== OBJECTIVE A ==
Restate word for word the passage of the essay on writing for Medium from "It also gave" up to and including "Wild, isn’t it?".

== SOURCE TEXT ==
>> begin

That’s when I discovered Medium and I’ve said it in many articles before: Medium saved my life. I started writing with the fierce desperation of a tired and drowning swimmer hanging on to a lifeguard.
To tell you the truth, I had no idea what I was doing. I’ve never written before, not more than my sad little journal entries and a few articles for my art blog (comprised of 5 stories in total).
To top this crooked cake with a wrinkled cherry, I’m not even a native speaker.
But all that proved to be unimportant. I dived into Medium’s depths and went all in: I was writing, posting, engaging, and researching daily. When I look back at my initial posts I shudder. I even deleted some of them, I was that embarrassed to read them.
But I kept writing, reading, studying the platform, and making friends among writers. And you know what happened? I kept growing. Growing on Medium and growing out of depression. Medium gave me a chance to find a side of me that I had no idea was in there.
It also gave me a chance at a job! My portfolio of articles on Medium landed me a job as a junior copywriter. I had written 0 copy until then, just to be clear.
After 2 months, the job proved to be awful and I quit it in favor of my new king and lord: Medium. It paid off! Starting with my 6th month, I was making 4 figures on the platform almost monthly.
In my 9th and 10th month, I made $3,771 and $5,589 respectively. Wild, isn’t it?

When you don’t live in a first-world country, such sums are unfathomable. They feel like you’ve had a heart attack that never stops.
It’s so surreal that you expect Santa Clause holding hands with Jessica Rabbit to walk in at any moment and give you a foot massage.
Yes, it’s that intense.
I also made a few thousand dollars writing for another platform and selling my No BS Book of Success on Medium (you can get a free chapter here).
Yes, I had written a book about how to succeed on Medium and I was sharing it with the world. I had the method and I wanted others to have it as well. If I have something that works I can’t just keep it for myself.
In April 2023 I celebrated 1 year of my Medium glory with an exotic trip to Cuba. I missed writing the whole time I was there! I published only one article that month and still made $1,000.
And then I took it slow: I renovated an apartment, published around 12 articles a month, wasn’t engaging with anyone anymore, although it’s a key component of success on Medium and I was literally breaking my own rules.
I was basically just basking in the glory of my success. My earnings were still over 4 figures, although I was only boosted once.

Had I published like before (around 30 articles a month), I would have been closer to $5,000. But I took my sweet time and sweet freedom.

>> end

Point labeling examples
>> begin

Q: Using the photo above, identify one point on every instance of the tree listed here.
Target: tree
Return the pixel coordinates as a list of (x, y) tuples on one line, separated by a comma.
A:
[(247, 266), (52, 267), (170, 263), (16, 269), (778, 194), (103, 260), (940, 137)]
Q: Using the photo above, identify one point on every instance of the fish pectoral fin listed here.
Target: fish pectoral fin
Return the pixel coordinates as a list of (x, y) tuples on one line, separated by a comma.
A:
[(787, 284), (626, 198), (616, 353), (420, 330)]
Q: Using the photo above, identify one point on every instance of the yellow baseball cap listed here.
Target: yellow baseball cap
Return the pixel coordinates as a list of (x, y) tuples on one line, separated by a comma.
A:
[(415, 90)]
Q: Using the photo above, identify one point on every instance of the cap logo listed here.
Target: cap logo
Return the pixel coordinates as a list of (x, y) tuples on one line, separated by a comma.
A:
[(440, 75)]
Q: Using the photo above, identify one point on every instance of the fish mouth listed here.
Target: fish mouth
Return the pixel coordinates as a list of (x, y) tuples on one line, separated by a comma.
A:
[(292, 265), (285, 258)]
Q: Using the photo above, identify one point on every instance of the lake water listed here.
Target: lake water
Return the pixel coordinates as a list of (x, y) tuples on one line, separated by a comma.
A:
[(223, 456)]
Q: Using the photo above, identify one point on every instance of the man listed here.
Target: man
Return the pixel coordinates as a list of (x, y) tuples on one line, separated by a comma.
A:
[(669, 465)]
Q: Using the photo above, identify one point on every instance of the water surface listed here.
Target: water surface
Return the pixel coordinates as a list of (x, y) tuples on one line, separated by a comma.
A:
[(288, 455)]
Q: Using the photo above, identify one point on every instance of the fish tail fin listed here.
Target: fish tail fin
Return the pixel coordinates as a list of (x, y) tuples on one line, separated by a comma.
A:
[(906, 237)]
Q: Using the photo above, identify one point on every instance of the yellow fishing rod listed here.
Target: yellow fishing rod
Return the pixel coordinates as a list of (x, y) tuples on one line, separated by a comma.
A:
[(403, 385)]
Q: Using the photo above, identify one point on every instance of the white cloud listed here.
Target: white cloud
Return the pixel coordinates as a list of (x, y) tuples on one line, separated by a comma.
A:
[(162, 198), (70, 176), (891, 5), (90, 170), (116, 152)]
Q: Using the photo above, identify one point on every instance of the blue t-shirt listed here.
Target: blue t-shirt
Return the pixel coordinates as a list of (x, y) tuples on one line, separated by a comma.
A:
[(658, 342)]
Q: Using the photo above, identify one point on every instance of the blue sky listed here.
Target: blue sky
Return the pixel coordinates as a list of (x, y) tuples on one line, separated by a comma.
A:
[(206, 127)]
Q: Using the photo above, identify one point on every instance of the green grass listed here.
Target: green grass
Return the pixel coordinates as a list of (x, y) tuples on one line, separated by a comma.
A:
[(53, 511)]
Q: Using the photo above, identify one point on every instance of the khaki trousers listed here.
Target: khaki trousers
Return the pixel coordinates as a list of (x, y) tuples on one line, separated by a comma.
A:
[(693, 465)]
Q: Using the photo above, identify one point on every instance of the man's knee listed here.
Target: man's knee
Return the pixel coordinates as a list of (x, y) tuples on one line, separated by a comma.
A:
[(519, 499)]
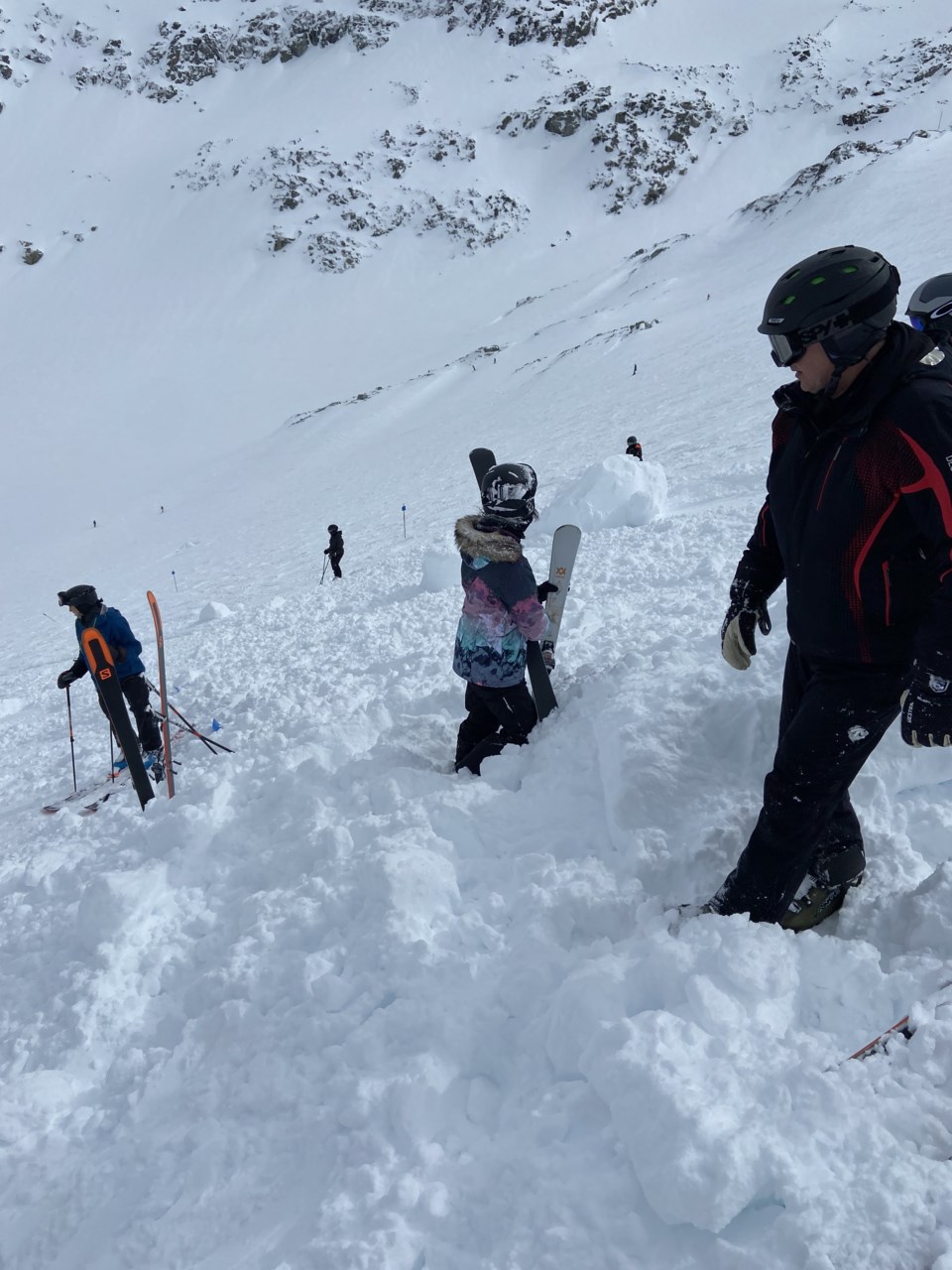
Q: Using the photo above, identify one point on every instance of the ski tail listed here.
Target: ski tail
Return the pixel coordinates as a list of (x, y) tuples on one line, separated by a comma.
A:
[(942, 996), (163, 695), (100, 663), (565, 548)]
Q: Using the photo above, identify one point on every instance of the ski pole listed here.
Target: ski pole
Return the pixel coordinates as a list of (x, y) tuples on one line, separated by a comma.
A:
[(211, 744), (72, 743)]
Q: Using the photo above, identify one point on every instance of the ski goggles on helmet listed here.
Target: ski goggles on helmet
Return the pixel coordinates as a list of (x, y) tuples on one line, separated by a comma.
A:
[(785, 349)]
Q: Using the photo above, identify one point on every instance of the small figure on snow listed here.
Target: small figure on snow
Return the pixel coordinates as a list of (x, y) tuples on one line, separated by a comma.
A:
[(502, 610), (930, 310), (857, 522), (335, 550), (87, 608)]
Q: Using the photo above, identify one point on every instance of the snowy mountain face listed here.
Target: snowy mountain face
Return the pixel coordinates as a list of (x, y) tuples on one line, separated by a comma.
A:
[(333, 1006)]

>> end

== OBJECTIVE B ==
Quote the lines of the listing from the line with "t-shirt listed here." up to and including the line with "[(693, 465)]".

== EXERCISE SOLUTION A ==
It also gave me a chance at a job! My portfolio of articles on Medium landed me a job as a junior copywriter. I had written 0 copy until then, just to be clear.
After 2 months, the job proved to be awful and I quit it in favor of my new king and lord: Medium. It paid off! Starting with my 6th month, I was making 4 figures on the platform almost monthly.
In my 9th and 10th month, I made $3,771 and $5,589 respectively. Wild, isn’t it?

== EXERCISE SOLUTION B ==
Q: Using the photo above, identify one point on every instance of the blue t-shirt listed here.
Target: blue t-shirt
Return the pixel coordinates as a list of (x, y) tuples on one line, separated by a comma.
A:
[(658, 342)]
Q: Using the photo above, identify one point on every instance of the blue sky listed here.
Target: blue sky
Return the pixel coordinates as a list of (x, y) tuples on one line, separated by a comma.
A:
[(206, 127)]
Q: Using the photo above, identify one point on every instance of the green grass listed here.
Target: green grass
Return the pixel coordinates as a list of (x, y) tuples on one line, separated by a comma.
A:
[(53, 511)]
Q: Using the photo above, identify one point on every instance of the khaki trousers listed here.
Target: khaki trousers
Return the pixel coordinates as a list of (x, y) tuples on one line, separated by a comma.
A:
[(693, 465)]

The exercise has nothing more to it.